Given problem – Reproduce all of the data below verbatim, keeping every line in order.
# # # #
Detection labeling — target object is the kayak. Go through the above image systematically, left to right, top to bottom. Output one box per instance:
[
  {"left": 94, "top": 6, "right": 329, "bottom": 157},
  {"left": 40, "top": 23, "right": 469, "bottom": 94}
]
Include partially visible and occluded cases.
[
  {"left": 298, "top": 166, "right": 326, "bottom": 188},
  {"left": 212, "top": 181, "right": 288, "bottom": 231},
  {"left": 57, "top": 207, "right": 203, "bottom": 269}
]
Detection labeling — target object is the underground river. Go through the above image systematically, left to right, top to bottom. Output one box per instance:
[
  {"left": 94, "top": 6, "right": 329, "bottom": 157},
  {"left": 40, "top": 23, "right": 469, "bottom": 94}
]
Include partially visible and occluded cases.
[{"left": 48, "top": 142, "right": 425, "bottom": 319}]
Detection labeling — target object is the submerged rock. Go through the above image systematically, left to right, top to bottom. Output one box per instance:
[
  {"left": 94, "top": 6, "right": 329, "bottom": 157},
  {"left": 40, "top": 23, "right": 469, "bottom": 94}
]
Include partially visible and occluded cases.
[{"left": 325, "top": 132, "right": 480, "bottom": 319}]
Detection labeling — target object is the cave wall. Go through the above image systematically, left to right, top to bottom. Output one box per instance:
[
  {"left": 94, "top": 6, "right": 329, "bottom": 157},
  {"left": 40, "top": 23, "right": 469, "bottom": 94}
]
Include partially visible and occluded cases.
# # # #
Complete response –
Detection labeling — target object is the kayak. Go through the above image systematically, left to right, top to bottom. Output one box per instance:
[
  {"left": 94, "top": 6, "right": 329, "bottom": 157},
  {"left": 40, "top": 23, "right": 469, "bottom": 94}
]
Include partially visible and occluded cases.
[
  {"left": 298, "top": 166, "right": 326, "bottom": 188},
  {"left": 212, "top": 181, "right": 288, "bottom": 231},
  {"left": 57, "top": 207, "right": 203, "bottom": 269}
]
Detection labeling — target object is the underground river. Go through the above image systematically, left to right, top to bottom. Output one box per instance:
[
  {"left": 94, "top": 6, "right": 329, "bottom": 157},
  {"left": 40, "top": 23, "right": 469, "bottom": 94}
]
Include partially visible and occluded cases.
[{"left": 48, "top": 142, "right": 425, "bottom": 319}]
Detection labeling — target object is the submerged rock. Go through the above image systematically, left to right, top to bottom. Output one box per instance:
[
  {"left": 94, "top": 6, "right": 329, "bottom": 157},
  {"left": 40, "top": 23, "right": 469, "bottom": 94}
]
Include partially visible and occluded cases.
[{"left": 325, "top": 132, "right": 480, "bottom": 319}]
Detection labeling — target object is the cave wall. Go through the above image systematically, left to right, top to bottom. Output one box per instance:
[
  {"left": 94, "top": 6, "right": 329, "bottom": 157},
  {"left": 40, "top": 23, "right": 469, "bottom": 94}
]
Include partially visible and occluded cases.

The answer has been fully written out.